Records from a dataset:
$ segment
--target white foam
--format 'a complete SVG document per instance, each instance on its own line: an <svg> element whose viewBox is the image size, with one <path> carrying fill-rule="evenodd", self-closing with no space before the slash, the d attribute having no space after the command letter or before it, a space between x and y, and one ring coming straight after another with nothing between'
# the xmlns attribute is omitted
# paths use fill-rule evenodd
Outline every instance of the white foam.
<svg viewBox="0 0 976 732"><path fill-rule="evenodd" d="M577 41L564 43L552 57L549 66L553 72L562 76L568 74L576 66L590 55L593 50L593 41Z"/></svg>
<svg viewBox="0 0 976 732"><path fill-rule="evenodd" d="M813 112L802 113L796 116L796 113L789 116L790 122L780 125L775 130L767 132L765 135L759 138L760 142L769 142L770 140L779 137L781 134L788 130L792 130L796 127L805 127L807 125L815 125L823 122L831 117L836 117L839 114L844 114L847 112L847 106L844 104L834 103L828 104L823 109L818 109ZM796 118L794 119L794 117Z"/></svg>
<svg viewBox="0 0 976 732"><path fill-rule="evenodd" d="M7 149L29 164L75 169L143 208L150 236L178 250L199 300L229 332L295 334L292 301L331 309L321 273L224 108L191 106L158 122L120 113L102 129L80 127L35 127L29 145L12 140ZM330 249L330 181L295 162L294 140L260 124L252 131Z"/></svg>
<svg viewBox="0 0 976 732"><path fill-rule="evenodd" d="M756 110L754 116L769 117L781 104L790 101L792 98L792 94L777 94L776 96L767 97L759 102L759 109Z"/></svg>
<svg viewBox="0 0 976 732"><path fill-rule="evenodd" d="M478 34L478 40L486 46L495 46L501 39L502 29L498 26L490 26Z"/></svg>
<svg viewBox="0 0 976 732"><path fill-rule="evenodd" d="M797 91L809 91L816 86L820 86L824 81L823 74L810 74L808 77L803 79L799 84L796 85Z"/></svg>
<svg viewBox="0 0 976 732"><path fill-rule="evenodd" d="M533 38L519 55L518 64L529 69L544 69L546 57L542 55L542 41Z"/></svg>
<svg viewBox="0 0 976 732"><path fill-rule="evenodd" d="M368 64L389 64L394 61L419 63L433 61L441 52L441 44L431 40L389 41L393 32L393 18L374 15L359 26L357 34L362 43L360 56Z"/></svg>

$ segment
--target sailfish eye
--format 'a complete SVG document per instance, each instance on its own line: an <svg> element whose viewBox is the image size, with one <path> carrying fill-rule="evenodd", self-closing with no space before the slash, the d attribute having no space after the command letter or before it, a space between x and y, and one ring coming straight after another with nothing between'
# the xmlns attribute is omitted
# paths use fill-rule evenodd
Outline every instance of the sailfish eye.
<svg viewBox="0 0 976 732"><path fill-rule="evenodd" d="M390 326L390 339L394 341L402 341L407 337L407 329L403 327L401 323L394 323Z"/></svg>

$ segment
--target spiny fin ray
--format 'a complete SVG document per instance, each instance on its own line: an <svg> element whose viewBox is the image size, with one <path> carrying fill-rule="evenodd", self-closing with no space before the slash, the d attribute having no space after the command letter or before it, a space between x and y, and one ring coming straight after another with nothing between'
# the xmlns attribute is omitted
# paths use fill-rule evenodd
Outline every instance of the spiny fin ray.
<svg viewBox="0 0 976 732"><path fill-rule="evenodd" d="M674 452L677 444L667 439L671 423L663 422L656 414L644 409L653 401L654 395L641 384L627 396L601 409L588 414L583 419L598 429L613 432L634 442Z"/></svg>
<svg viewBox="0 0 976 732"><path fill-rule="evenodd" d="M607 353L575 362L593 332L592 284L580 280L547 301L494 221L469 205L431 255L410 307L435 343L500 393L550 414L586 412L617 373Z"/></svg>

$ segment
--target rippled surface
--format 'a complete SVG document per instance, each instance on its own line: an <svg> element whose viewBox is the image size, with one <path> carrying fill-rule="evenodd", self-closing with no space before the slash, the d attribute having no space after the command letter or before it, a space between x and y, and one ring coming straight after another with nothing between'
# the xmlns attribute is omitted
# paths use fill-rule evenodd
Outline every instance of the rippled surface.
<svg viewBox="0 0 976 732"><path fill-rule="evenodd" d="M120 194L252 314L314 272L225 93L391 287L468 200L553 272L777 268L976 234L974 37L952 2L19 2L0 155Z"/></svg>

• What the task requires
Word for word, copy out all of the data shown above.

• Your response
$ segment
--target white foam
--format 'a complete SVG document per instance, each instance on its own line: an <svg> element whose viewBox is the image size, with one <path> carrying fill-rule="evenodd", self-closing with no space before the slash, the d attribute having no space after the command letter or before it, a space between x and y, and one ring coming straight after another with nothing between'
# the xmlns attribute is omitted
# paths use fill-rule evenodd
Outline every instance of the white foam.
<svg viewBox="0 0 976 732"><path fill-rule="evenodd" d="M577 41L564 43L552 57L549 66L553 72L562 76L568 74L576 66L590 55L593 50L593 41Z"/></svg>
<svg viewBox="0 0 976 732"><path fill-rule="evenodd" d="M813 112L802 113L796 116L796 113L789 116L790 122L780 125L775 130L767 132L765 135L759 138L760 142L769 142L770 140L779 137L781 134L788 130L792 130L796 127L805 127L807 125L815 125L823 122L831 117L836 117L839 114L844 114L847 112L847 106L844 104L834 103L828 104L823 109L818 109ZM796 118L794 119L794 117Z"/></svg>
<svg viewBox="0 0 976 732"><path fill-rule="evenodd" d="M7 149L29 164L75 169L143 208L150 236L178 250L199 300L229 332L295 334L292 301L331 309L321 273L224 108L191 106L158 122L120 113L102 129L80 127L35 127L29 145L12 140ZM330 249L330 181L295 162L294 140L260 124L252 131Z"/></svg>
<svg viewBox="0 0 976 732"><path fill-rule="evenodd" d="M756 110L754 116L769 117L781 104L790 101L792 98L792 94L777 94L776 96L767 97L759 102L759 109Z"/></svg>
<svg viewBox="0 0 976 732"><path fill-rule="evenodd" d="M478 34L478 40L486 46L495 46L501 39L502 29L498 26L490 26Z"/></svg>
<svg viewBox="0 0 976 732"><path fill-rule="evenodd" d="M797 91L809 91L816 86L820 86L824 81L823 74L810 74L808 77L803 79L799 84L796 85Z"/></svg>
<svg viewBox="0 0 976 732"><path fill-rule="evenodd" d="M533 38L519 55L518 64L529 69L544 69L546 57L542 55L542 41Z"/></svg>
<svg viewBox="0 0 976 732"><path fill-rule="evenodd" d="M368 64L389 64L394 61L419 63L433 61L441 52L441 44L431 40L389 41L393 32L393 18L374 15L359 26L357 34L362 43L360 56Z"/></svg>

$ segment
--target sailfish eye
--format 'a complete SVG document per instance, each instance on its own line: an <svg> element whose viewBox is the image size, with one <path> carrying fill-rule="evenodd", self-closing with no space before the slash, the d attribute having no space after the command letter or before it, a space between x and y, and one ring coming straight after another with nothing between'
# the xmlns attribute is omitted
# paths use fill-rule evenodd
Outline every instance of the sailfish eye.
<svg viewBox="0 0 976 732"><path fill-rule="evenodd" d="M390 326L390 339L394 341L402 341L407 337L407 329L403 327L401 323L394 323Z"/></svg>

$ segment
--target spiny fin ray
--format 'a complete SVG document per instance, each instance on its own line: an <svg> element whose viewBox is the image size, with one <path> carrying fill-rule="evenodd", self-closing with no space before the slash, the d attribute having no space after the command letter or before it, a space between x and y, and one ring coming straight after another with nothing between'
# the xmlns attribute is omitted
# paths use fill-rule evenodd
Outline every instance of the spiny fin ray.
<svg viewBox="0 0 976 732"><path fill-rule="evenodd" d="M674 452L677 444L667 439L671 423L663 422L656 414L644 409L653 401L654 395L641 384L627 396L601 409L588 414L583 419L598 429L613 432L634 442Z"/></svg>
<svg viewBox="0 0 976 732"><path fill-rule="evenodd" d="M607 353L575 362L593 332L592 284L580 280L547 301L494 221L469 205L431 255L410 307L435 343L500 393L550 414L586 412L617 373Z"/></svg>

$ segment
--target rippled surface
--format 'a complete SVG document per instance, each instance on its own line: an <svg> element whose viewBox is the image size, with one <path> carrying fill-rule="evenodd", self-closing with no space before the slash, the d attribute having no space after the command letter or before it, a space between x and y, and one ring coming straight after another with nothing between'
# the xmlns attribute is omitted
# paths use fill-rule evenodd
Outline every instance of the rippled surface.
<svg viewBox="0 0 976 732"><path fill-rule="evenodd" d="M120 194L252 314L314 272L225 93L391 287L468 200L553 272L777 268L976 234L974 37L952 2L19 2L0 155Z"/></svg>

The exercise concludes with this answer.